# MATERIAL FOR THIS TASK
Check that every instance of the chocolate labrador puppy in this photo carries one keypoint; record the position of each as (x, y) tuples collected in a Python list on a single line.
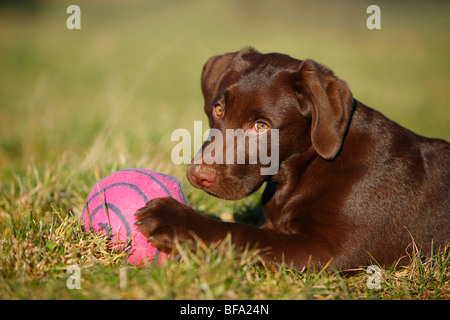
[(350, 186)]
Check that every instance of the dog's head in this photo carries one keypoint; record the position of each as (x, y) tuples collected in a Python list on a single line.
[(265, 105)]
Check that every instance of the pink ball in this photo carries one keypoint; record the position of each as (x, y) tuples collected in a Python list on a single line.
[(122, 193)]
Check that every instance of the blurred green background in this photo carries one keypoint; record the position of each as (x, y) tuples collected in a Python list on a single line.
[(119, 86)]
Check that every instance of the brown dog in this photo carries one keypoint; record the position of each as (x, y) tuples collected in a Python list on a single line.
[(351, 184)]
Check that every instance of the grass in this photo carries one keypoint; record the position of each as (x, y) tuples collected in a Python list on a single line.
[(78, 105)]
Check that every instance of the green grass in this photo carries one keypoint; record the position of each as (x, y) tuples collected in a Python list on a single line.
[(78, 105)]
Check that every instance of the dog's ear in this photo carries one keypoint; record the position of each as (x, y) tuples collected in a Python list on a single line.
[(329, 103)]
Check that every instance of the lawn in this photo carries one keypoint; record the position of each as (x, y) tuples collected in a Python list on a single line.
[(76, 105)]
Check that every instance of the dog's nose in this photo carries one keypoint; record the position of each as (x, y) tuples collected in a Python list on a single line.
[(203, 175)]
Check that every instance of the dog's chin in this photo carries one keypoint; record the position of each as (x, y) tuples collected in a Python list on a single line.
[(231, 188)]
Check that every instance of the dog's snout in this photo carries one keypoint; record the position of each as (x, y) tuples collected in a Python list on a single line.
[(203, 175)]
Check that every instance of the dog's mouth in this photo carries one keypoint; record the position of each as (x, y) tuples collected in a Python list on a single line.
[(228, 188), (220, 184)]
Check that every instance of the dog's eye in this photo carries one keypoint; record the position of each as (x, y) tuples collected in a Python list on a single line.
[(218, 110), (260, 127)]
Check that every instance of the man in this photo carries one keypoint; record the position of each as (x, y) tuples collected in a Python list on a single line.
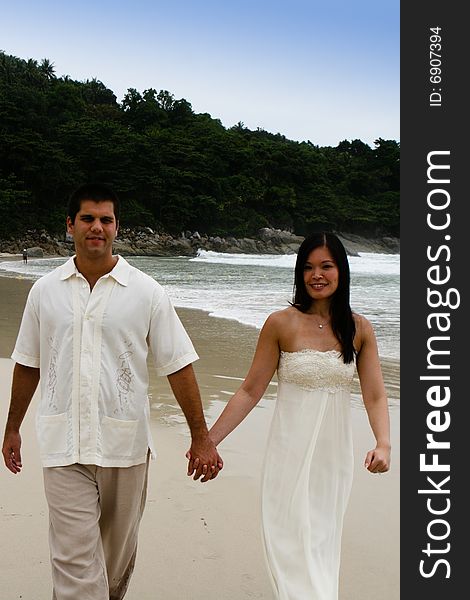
[(85, 334)]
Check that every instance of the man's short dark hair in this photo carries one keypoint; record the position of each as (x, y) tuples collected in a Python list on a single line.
[(97, 192)]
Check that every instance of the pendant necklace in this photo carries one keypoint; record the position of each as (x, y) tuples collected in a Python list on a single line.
[(321, 325)]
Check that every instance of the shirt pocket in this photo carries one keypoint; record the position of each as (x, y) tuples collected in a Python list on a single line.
[(118, 437), (52, 433)]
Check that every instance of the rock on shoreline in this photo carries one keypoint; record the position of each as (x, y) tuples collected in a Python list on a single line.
[(143, 241)]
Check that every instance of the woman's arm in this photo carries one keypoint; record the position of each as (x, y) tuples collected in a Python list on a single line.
[(250, 392), (374, 396)]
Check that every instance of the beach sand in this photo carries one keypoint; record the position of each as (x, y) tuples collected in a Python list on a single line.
[(200, 541)]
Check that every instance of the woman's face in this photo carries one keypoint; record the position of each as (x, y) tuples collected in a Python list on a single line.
[(320, 274)]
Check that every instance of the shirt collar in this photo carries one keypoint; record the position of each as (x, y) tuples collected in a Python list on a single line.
[(120, 272)]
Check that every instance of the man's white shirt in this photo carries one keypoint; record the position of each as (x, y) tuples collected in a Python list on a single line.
[(91, 348)]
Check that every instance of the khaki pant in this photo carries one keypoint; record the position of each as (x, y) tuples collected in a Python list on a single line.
[(94, 515)]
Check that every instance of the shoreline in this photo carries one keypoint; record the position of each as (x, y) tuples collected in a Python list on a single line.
[(191, 532)]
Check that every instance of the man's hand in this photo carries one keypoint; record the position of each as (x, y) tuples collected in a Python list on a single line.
[(11, 451), (204, 461)]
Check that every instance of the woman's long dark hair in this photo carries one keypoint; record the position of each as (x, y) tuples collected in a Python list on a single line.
[(342, 321)]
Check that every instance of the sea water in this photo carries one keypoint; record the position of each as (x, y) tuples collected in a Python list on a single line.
[(248, 287)]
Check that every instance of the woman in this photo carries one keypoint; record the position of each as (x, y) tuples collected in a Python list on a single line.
[(315, 345)]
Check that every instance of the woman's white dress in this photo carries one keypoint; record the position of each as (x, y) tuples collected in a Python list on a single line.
[(308, 474)]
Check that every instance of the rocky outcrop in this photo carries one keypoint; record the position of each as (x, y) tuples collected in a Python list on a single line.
[(143, 241)]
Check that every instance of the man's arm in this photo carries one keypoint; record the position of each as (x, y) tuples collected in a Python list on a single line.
[(25, 382), (203, 451)]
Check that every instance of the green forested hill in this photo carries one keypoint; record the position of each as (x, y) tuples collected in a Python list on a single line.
[(175, 169)]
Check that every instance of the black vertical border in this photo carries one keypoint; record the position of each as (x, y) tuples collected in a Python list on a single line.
[(427, 127)]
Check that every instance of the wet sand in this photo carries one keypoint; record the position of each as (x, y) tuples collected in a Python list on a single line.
[(201, 541)]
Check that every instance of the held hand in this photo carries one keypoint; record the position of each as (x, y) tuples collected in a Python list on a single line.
[(378, 460), (203, 460), (11, 451)]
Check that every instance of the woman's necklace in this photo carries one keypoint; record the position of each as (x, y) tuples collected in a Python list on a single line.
[(321, 325)]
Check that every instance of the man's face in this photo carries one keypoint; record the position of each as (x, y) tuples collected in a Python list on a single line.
[(94, 229)]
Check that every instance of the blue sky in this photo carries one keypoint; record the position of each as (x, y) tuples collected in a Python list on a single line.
[(323, 71)]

# THE TASK
Would you restate the listing word for word without its pictures?

# ANSWER FOR THE TASK
Check that every instance of the chocolate labrador puppy in this photo carries one keypoint; record the position of each as (x, y) tuples collected in a Python list on a single line.
[(350, 186)]
Check that every instance of the dog's head in this photo carries one keypoint; record the position of each as (x, y) tuples collected in a Python list on a single line.
[(265, 105)]
Check that every instance of the pink ball in this photo carries one keypoint; record the position of each as (x, y) tuples collected in a Python list on a single line.
[(122, 193)]
Check that every instance of the blurred green background in this photo carries one keypoint; record the position of each as (x, y) tuples collected in a Python list on a single line.
[(119, 86)]
Check that every instance of the brown dog in this photo carries one keypoint; record the position of each as (x, y) tuples collected in a Python list on a single line.
[(351, 184)]
Check that every instance of the grass in this photo carries one keypoint; record the position of each as (x, y) tuples collected in a Python list on a single line.
[(78, 105)]
Check that every instance of the green grass in this photo carries one keypoint; record the position of each as (x, y) tuples collected in a Python list on a single line.
[(78, 105)]
Check that every instance of the dog's ear in this photo carries one keypoint; record the position of each as (x, y) tuples collected in a Python list on a single line.
[(329, 103)]
Check that every instance of the lawn in this photo carries one keypoint; record the position of each as (x, y) tuples collected in a Python list on a single line.
[(76, 105)]
Check that every instance of the dog's nose in this photo carries one keypoint; record the position of each as (x, y) tuples collected in a Python list on a single line.
[(203, 175)]
Check that every instance of the dog's chin in this photo carries one keypoint; record the position of each as (x, y) tuples collected in a Python list on a single line.
[(231, 188)]
Check that every instance of the dog's snout in this photo carries one keypoint; record the position of each as (x, y) tuples collected in a Python list on a single line.
[(203, 175)]
Check that every instance of the dog's mouth in this photo carries one keypoint; record the position of each as (x, y) tuples collected in a Python list on a single line.
[(228, 188), (220, 184)]
Check that every instance of the dog's eye in this photo carries one keypoint; record the position of each as (x, y) tuples collected in a Python list on a single line.
[(218, 110), (260, 127)]
Check that every instance of the man in this photo carries one keypoint; record the position of each as (x, y) tuples collected in a Python list on a single line.
[(85, 334)]
Check that every instance of the man's short dark hair in this photo carries one keypoint; record the position of each as (x, y) tuples collected in a Python list on a single line.
[(97, 192)]
Check that every instance of the pendant necklace in this photo carries one keypoint; record the position of each as (x, y) tuples collected in a Python list on a single line.
[(321, 325)]
Check that every instance of the shirt pocket in this photo carries one keypoint; record the position of each as (x, y) tuples collected in a Python list on a single line.
[(118, 437), (52, 433)]
Check that every instance of the rock on shoreline in this photo carries one keypoint; record the position of each as (x, y) tuples collected in a Python list on a single line.
[(143, 241)]
Check that every instance of the woman's arm in this photo carries one keypoint; record the position of each as (x, y) tuples collected in a Python list on a single line.
[(250, 392), (374, 396)]
Check that every instance of the beach sand in this photo carries one keypoint; record the position of each as (x, y) tuples collected in a Python list on a single line.
[(200, 541)]
Check that every instance of the woman's face in this photo carries one keypoint; record the position of each as (x, y) tuples collected in a Python list on a single line.
[(320, 274)]
Check that every instance of the shirt collar in this photo carries one keypoint; record the position of each as (x, y) tuples collected in a Python list on a single line.
[(120, 272)]
Check that every instance of the man's white shirt in this photo carries one keypoint; record the position of each as (x, y) tuples collected in a Python list on a single line.
[(91, 348)]
Check that every instance of the khaki pant in this photo carries one keypoint; record the position of each as (x, y) tuples collected in a Python list on a single line.
[(94, 515)]
Check that every instance of the shoreline in this photo carries one keypoint; record the position of each as (x, y) tuples collected in a Python list on a single line.
[(191, 532)]
Check that every instance of the man's hand in this photo carries one keypoint; record the position of each as (x, y) tuples collected in a Python list on a single line.
[(11, 451), (204, 461)]
Check that every instance of the woman's long dark hair in this photo carries one keypoint; record the position of each as (x, y) tuples collected in a Python list on a single line.
[(342, 321)]
Check that every instance of the sea water in this photo carries one keypoint; record the position of each as (x, y) tuples collected in a Python list on a single line.
[(248, 287)]
Check that every instance of the woman in this photo carries one keypoint; record the position of each as (x, y) tuples collected in a Python list on a single line.
[(315, 345)]
Check that every instance of the woman's white dress in this photo carries one keypoint; record the position of each as (x, y) tuples collected in a Python list on a single line.
[(308, 474)]
Check that every instance of the rocky outcrop in this photo carries one keypoint; record the position of each as (x, y) tuples collected in a Python list on a single line.
[(143, 241)]
Check that every instance of the man's arm in this photo carries one keypoint; record the position of each as (x, y) tuples collected in a Python list on a single line.
[(25, 382), (203, 451)]
Check that every instance of the green forested hill in this photo carries one keypoint; record the position of each as (x, y) tuples collected in a Python list on a single line.
[(175, 169)]
Check that every instance of the black vertical border in this photo carries one keypoint; record the position of each as (x, y) tuples collected in a Python list on a single line.
[(427, 127)]
Check that every instance of the wet sand in this photo carries one keypoint; record the position of each as (x, y) tuples collected in a Python list on a single line.
[(201, 541)]
Check that every instance of the held hand in this photo carries one keypoint; record the position of each as (x, y) tuples collected in a Python list on a single line.
[(378, 460), (203, 460), (11, 451)]
Check that every instance of the woman's necklace in this photo carries one keypoint; record the position of each as (x, y) tuples collected in a Python list on a single line.
[(321, 325)]
Check that every instance of the man's face in this photo carries one keypoint; record the position of each as (x, y) tuples collected in a Python list on a single line.
[(94, 229)]
Check that every instance of the blue sky in this photo carries one keypoint; record the position of each as (x, y) tuples collected in a Python list on a single line.
[(323, 71)]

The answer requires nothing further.